> [TRY IT]:
Copy word for word the lines from the start of the records through the line that contains "the gray beard", both included.

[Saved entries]
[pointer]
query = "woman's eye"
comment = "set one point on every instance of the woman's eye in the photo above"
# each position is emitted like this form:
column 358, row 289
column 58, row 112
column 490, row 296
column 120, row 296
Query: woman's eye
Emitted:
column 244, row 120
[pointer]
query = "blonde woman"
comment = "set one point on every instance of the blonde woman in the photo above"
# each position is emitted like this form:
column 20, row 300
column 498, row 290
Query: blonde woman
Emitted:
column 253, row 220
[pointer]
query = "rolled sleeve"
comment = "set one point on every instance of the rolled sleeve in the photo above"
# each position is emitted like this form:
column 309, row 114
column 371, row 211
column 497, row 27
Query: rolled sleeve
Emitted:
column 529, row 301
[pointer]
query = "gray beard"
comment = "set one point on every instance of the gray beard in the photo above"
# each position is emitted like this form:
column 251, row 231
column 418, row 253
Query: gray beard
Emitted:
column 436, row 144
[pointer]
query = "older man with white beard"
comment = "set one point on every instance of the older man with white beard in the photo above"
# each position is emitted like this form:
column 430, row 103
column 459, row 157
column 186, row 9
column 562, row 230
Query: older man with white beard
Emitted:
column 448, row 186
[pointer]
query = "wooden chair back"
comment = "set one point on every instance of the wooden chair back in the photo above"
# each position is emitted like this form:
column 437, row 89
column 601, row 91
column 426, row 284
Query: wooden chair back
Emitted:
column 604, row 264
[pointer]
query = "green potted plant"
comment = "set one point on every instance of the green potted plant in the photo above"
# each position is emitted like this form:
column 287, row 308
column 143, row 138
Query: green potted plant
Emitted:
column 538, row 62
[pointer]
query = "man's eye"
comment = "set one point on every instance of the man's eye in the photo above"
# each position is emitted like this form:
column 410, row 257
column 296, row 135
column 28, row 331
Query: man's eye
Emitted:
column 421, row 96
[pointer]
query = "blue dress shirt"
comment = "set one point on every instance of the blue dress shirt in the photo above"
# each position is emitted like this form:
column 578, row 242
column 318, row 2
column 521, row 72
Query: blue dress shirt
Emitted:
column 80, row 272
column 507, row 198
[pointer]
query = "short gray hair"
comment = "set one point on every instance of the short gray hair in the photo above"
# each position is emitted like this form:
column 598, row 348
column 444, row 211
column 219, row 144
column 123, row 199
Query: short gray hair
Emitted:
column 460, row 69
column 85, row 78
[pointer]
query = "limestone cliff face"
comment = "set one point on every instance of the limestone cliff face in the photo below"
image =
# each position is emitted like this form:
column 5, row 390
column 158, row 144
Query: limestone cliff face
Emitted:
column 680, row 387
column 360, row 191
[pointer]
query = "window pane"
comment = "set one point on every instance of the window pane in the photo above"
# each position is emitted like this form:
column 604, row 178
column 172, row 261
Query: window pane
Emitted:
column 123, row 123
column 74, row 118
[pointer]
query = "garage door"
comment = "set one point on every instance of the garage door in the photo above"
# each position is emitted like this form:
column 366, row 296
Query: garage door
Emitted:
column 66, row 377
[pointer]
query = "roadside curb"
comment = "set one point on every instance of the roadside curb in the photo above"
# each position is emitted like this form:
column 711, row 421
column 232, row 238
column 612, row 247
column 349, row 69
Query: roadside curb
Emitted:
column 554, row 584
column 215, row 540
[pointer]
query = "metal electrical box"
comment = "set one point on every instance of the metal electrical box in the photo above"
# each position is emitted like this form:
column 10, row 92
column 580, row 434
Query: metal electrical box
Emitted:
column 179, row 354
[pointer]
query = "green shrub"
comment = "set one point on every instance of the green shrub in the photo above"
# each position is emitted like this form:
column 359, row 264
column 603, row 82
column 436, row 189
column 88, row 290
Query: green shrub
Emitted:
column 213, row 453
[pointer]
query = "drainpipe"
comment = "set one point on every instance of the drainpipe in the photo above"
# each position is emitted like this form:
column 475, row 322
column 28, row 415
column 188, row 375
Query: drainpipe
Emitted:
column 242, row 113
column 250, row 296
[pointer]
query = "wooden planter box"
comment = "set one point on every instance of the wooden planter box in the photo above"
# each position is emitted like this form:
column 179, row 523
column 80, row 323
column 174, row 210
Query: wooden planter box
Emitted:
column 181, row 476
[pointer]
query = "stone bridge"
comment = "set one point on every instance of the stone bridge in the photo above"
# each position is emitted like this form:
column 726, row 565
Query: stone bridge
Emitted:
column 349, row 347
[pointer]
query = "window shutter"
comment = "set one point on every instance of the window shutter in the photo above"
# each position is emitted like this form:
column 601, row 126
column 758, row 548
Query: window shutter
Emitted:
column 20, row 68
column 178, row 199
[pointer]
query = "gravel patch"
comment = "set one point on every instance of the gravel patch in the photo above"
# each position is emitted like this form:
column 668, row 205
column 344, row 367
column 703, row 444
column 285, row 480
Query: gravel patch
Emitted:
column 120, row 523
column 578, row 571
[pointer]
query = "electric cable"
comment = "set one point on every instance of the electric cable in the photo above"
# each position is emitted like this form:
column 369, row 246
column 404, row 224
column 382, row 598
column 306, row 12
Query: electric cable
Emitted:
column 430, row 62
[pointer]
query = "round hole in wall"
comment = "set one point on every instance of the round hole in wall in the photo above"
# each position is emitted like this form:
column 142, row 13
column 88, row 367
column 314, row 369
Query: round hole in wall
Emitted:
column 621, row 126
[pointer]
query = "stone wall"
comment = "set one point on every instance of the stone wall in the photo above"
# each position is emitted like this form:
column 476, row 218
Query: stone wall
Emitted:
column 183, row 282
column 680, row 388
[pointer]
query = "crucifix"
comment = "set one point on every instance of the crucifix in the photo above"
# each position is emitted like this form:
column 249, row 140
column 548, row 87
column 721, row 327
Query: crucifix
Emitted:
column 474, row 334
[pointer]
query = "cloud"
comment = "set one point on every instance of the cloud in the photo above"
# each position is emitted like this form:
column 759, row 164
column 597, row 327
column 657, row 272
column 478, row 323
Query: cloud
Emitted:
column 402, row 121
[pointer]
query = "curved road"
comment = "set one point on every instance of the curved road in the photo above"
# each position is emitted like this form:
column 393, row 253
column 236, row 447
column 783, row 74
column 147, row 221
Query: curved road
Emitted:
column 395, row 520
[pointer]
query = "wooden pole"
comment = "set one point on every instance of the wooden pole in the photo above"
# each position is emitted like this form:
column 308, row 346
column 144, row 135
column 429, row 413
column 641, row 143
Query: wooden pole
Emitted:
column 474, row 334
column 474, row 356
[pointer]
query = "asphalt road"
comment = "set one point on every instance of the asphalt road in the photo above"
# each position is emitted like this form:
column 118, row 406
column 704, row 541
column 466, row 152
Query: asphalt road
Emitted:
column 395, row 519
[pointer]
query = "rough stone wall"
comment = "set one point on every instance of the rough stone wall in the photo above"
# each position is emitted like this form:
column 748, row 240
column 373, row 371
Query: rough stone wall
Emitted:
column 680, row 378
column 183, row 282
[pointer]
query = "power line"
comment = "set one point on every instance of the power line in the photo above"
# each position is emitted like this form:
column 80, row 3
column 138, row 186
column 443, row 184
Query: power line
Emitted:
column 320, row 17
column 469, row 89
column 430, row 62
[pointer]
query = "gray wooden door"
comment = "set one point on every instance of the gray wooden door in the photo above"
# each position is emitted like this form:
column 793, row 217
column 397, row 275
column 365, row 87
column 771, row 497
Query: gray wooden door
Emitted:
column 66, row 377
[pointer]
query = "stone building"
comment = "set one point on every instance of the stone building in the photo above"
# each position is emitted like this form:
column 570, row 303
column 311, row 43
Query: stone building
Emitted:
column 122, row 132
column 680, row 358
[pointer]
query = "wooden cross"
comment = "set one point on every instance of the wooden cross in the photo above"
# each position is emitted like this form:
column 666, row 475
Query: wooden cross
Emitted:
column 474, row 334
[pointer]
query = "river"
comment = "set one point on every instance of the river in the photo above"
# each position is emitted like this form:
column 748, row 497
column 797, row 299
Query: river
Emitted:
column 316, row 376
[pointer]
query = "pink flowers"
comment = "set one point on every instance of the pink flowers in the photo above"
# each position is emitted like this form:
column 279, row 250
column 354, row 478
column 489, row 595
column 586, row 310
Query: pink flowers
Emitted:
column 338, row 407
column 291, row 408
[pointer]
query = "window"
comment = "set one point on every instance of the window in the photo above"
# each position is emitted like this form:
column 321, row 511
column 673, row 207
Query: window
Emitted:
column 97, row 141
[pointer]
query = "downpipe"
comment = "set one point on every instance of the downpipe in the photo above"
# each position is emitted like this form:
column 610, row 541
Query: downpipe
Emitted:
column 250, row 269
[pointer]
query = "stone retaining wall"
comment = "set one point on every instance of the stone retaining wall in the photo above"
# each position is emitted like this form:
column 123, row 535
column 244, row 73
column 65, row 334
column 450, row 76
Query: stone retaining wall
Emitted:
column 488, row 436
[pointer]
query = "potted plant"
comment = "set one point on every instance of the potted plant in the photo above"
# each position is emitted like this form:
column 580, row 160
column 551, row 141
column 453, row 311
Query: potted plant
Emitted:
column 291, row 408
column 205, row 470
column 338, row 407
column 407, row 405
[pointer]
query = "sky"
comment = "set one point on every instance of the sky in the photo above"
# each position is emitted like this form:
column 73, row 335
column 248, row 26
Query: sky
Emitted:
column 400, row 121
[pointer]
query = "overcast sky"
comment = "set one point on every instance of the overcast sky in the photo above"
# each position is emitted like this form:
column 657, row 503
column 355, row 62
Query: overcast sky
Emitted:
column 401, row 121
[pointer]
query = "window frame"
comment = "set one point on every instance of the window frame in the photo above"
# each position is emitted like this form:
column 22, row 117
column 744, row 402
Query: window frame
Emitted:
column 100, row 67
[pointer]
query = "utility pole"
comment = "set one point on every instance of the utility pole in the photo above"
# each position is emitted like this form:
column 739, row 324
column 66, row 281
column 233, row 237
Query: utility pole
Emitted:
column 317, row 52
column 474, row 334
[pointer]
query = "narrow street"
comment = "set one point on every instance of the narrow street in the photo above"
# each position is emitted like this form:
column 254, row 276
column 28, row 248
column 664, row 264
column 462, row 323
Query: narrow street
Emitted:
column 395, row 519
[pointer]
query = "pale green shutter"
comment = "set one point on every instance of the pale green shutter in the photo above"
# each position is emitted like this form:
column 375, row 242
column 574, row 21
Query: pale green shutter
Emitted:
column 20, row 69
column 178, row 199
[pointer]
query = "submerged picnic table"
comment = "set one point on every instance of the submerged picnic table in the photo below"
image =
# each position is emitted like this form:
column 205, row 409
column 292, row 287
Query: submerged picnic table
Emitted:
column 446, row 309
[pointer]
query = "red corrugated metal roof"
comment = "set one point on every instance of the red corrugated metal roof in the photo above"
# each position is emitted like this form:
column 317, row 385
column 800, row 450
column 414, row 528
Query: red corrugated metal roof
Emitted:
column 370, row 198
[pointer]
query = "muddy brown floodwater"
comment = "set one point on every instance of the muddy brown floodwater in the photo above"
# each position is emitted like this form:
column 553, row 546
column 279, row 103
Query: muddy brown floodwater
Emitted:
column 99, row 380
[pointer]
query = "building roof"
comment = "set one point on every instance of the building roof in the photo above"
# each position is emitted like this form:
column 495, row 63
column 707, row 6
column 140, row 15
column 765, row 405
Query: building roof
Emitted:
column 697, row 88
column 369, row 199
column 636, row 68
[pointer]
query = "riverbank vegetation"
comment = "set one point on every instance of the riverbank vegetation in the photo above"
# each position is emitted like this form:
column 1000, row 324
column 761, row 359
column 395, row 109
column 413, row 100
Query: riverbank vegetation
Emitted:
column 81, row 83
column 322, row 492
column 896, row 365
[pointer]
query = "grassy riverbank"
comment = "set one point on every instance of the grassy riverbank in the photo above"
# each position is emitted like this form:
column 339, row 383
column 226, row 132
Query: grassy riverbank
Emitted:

> [TASK RESPONSE]:
[pointer]
query = "woman's eye"
comment = "set one point on every instance of the woman's eye in the photo above"
# each position is emitted like this form:
column 358, row 289
column 58, row 112
column 490, row 296
column 120, row 296
Query: woman's eye
Emitted:
column 244, row 120
[pointer]
query = "blonde woman"
comment = "set one point on every instance of the blonde woman in the photo above"
# each position is emitted like this form:
column 20, row 300
column 498, row 290
Query: blonde woman
Emitted:
column 253, row 220
[pointer]
query = "rolled sleeve"
comment = "set one point on every instance of the rolled sleeve in the photo above"
# each position is emitted like this form:
column 309, row 114
column 371, row 211
column 497, row 27
Query: rolled sleeve
Emitted:
column 529, row 301
[pointer]
query = "gray beard"
comment = "set one point on every instance of the gray beard in the photo above"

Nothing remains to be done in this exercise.